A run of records
================================

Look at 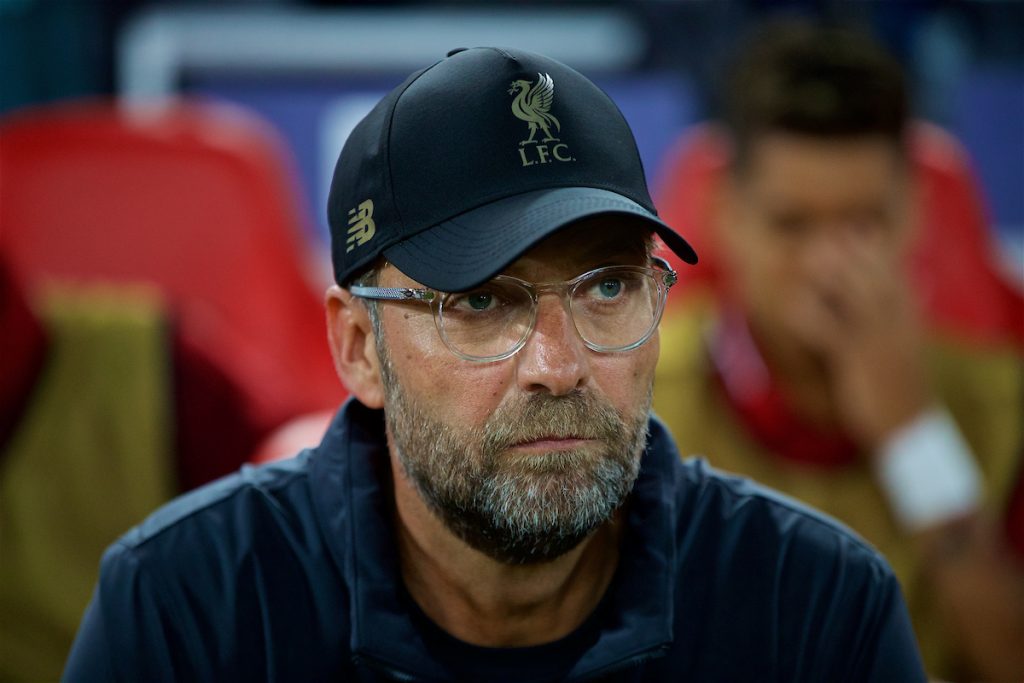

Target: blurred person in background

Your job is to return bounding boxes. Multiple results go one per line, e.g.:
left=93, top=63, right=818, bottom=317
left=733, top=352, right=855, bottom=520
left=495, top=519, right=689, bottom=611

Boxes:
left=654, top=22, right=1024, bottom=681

================================

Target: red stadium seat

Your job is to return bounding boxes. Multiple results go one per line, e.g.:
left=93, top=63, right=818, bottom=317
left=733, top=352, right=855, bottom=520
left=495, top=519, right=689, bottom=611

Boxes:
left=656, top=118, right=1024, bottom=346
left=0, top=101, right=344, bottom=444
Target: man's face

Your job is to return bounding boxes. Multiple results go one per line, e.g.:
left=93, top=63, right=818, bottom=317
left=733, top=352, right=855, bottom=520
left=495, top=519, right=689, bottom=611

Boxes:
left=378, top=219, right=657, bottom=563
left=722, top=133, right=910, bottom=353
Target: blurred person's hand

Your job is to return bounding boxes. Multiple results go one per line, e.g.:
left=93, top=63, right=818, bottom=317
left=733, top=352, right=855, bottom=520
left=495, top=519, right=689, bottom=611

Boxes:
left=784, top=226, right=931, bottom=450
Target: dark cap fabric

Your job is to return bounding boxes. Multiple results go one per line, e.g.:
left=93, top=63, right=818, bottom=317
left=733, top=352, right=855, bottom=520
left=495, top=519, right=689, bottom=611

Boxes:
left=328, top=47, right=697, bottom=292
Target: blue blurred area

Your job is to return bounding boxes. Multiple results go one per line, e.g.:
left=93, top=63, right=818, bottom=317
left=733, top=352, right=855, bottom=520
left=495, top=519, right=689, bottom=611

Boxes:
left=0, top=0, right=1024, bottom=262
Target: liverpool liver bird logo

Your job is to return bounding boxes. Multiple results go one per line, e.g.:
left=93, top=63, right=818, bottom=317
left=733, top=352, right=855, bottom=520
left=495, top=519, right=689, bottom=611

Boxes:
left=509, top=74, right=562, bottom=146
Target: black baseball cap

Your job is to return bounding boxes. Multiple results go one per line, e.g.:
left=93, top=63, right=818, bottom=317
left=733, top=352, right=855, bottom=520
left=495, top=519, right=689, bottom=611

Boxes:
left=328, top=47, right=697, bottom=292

================================

-- What the exercise asks --
Could you reproduce the stretch of the listing from the line containing "Target: liverpool liver bird logo" through the line containing "left=509, top=74, right=562, bottom=146", substituting "box coordinates" for "bounding boxes" and keeping everything else unchanged?

-- Exercise response --
Target: liverpool liver bird logo

Your job is to return box coordinates. Multiple results go one per line, e.g.:
left=93, top=63, right=818, bottom=317
left=733, top=352, right=855, bottom=520
left=495, top=519, right=689, bottom=611

Boxes:
left=509, top=74, right=562, bottom=146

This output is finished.